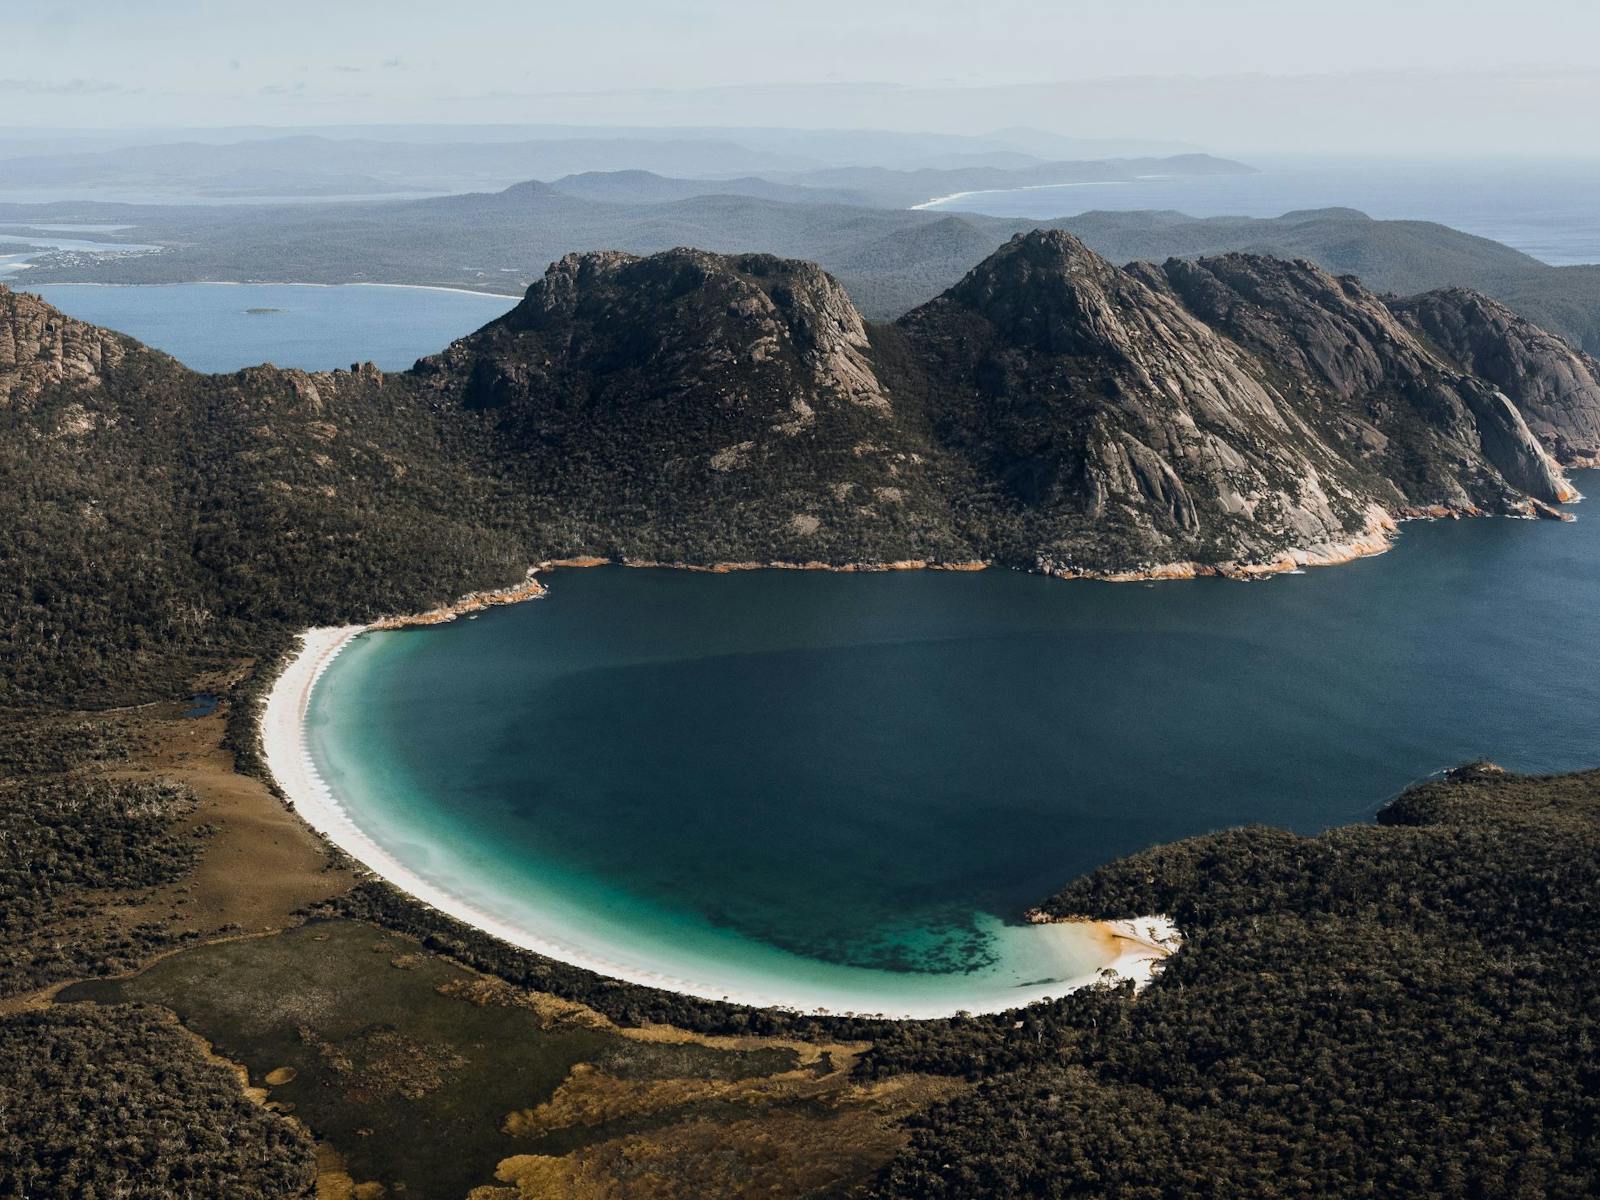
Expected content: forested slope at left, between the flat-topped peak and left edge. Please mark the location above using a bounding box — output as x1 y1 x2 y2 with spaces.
0 288 526 706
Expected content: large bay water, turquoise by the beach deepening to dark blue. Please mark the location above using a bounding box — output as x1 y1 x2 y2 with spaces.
309 474 1600 1010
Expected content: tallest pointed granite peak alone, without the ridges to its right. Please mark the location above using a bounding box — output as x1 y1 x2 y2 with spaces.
899 230 1390 573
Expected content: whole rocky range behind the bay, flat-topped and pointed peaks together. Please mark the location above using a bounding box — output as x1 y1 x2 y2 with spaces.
414 230 1600 578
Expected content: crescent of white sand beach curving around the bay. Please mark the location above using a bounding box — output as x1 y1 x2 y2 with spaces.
261 626 1182 1019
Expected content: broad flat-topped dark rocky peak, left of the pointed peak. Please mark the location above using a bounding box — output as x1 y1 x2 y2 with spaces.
413 250 971 560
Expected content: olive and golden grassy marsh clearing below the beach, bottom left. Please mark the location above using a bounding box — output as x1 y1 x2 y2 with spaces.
61 920 957 1200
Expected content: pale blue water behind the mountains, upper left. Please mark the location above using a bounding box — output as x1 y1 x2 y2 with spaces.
15 281 517 371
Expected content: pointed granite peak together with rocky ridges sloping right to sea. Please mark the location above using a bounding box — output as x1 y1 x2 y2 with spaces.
899 232 1573 571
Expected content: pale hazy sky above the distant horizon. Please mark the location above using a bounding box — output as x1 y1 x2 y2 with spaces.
9 0 1600 154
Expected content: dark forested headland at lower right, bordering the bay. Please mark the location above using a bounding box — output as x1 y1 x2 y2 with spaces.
875 766 1600 1200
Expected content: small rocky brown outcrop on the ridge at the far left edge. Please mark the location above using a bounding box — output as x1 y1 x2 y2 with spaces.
0 285 139 408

====

Give back each entry verbatim but drop its pictures.

**Solved exercise**
Expected content: forested slope at left, between the flat-topped peak and left edge. Please mark the location above using a bounding box — output as x1 y1 x2 y2 with spaces.
0 288 526 706
Expected content: large bay water, turquoise by the beach deepening to dark blue. Please mark the location above using a bounding box — output as x1 y1 x2 y2 with spaces.
309 474 1600 1010
Expected content: tallest pointed granite peak alone, without the ridges to its right. Please mark the location above using a bounding box — output as x1 y1 x2 y2 with spaces.
899 230 1390 573
Expected content: whole rocky range behind the bay, flat-topped and pointed peaks together. Please mark the location above using a bounding box — output as x1 y1 x2 y2 with spaces.
414 230 1600 578
Expected content: crescent of white sand beach curving around the bay. Please mark the location above using a bounding box — output as x1 y1 x2 y2 with spaces.
261 626 1182 1019
Expected content: broad flat-topped dark rocky peak, left of the pointed peak. Please mark the location above using a bounding box — output as x1 y1 x2 y2 with spaces.
413 250 971 560
Expected content: olive and golden grassy marsh clearing below the beach, bottom left. Please mark the location above using a bounding box — output as x1 y1 x2 y2 with spaces.
61 920 957 1200
Expected content: pale blue water behind the mountains, upper left. Please mark the location above using a bounding box — output as x1 y1 x2 y2 with spaces.
15 281 517 371
Expected content: pointed granite peak together with rocky ridges sloping right to sea. Please mark the location above using a bounding box — output as x1 y1 x2 y2 with spaces.
899 232 1573 571
Expected content: pale hazy sky above the distant horizon. Please mark the location above using a bounding box — output as x1 y1 x2 y2 with spaces.
9 0 1600 154
Expected content: dark forested headland at lower right, bordering the bay. Please mark the location above using a bounding box — output as x1 y1 x2 y2 with spaces.
875 766 1600 1200
Expected content: small rocky brown outcrop on the ridge at the far left edge. Please mark the location above using a bounding box — output as x1 y1 x2 y2 with spaces.
0 285 139 408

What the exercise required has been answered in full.